▶ **DATA**:
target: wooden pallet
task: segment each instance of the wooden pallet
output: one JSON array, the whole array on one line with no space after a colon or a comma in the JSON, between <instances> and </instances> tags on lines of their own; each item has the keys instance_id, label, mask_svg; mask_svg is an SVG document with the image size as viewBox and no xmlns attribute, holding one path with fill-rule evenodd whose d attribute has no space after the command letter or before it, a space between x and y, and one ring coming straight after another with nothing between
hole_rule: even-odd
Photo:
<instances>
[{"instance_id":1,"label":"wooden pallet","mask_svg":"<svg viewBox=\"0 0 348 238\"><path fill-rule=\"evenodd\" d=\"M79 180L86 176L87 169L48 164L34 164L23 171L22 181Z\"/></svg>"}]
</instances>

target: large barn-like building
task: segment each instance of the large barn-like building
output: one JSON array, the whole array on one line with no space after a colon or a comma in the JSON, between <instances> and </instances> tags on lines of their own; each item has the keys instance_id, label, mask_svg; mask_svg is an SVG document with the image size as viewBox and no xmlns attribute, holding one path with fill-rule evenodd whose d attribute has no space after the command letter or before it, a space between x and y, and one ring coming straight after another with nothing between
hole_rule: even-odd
==
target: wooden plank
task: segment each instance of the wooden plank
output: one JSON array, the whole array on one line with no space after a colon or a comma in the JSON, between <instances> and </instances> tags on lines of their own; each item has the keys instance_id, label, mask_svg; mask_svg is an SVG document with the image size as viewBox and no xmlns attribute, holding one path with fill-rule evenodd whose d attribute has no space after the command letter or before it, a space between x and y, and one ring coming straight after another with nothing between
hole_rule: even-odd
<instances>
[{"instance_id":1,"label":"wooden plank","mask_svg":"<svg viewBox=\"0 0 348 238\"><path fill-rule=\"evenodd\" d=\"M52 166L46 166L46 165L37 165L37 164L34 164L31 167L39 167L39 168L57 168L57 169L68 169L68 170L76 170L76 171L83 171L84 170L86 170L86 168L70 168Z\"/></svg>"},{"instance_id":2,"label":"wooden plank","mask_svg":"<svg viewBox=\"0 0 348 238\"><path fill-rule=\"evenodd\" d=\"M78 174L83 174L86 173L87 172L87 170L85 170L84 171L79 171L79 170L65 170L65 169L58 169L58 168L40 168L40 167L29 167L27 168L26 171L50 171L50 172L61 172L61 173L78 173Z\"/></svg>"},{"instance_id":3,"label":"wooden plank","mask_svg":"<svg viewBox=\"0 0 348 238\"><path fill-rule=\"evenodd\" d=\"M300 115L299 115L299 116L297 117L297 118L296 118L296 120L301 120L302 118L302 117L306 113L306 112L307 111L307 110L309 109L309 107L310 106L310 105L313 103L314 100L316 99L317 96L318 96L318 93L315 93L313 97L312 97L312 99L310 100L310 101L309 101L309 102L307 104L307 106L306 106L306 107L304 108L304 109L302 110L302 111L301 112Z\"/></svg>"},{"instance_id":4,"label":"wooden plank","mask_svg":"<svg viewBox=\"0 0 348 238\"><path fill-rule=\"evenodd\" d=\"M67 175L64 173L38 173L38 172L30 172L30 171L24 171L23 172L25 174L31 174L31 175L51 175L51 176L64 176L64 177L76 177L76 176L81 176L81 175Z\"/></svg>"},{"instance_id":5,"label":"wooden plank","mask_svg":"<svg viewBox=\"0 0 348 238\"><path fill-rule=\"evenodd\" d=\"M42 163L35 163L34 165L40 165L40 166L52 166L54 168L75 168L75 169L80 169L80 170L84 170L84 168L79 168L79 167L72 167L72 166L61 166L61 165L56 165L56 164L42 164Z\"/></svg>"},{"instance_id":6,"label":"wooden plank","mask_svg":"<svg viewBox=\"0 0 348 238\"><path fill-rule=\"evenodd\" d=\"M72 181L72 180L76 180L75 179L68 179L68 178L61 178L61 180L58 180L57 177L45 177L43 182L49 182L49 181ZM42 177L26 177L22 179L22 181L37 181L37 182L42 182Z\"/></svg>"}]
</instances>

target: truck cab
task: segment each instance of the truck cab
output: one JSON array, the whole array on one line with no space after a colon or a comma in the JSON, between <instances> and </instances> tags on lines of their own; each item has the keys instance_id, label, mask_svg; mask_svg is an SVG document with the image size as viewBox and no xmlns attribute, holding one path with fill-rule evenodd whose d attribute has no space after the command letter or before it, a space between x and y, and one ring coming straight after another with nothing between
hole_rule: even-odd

▶ **EXERCISE DIRECTIONS**:
Copy every line from both blocks above that contains the string "large". Case counts, so a line only qualifies if its capitalization matches.

▶ **REPLY**:
target: large barn-like building
task: segment each instance of the large barn-like building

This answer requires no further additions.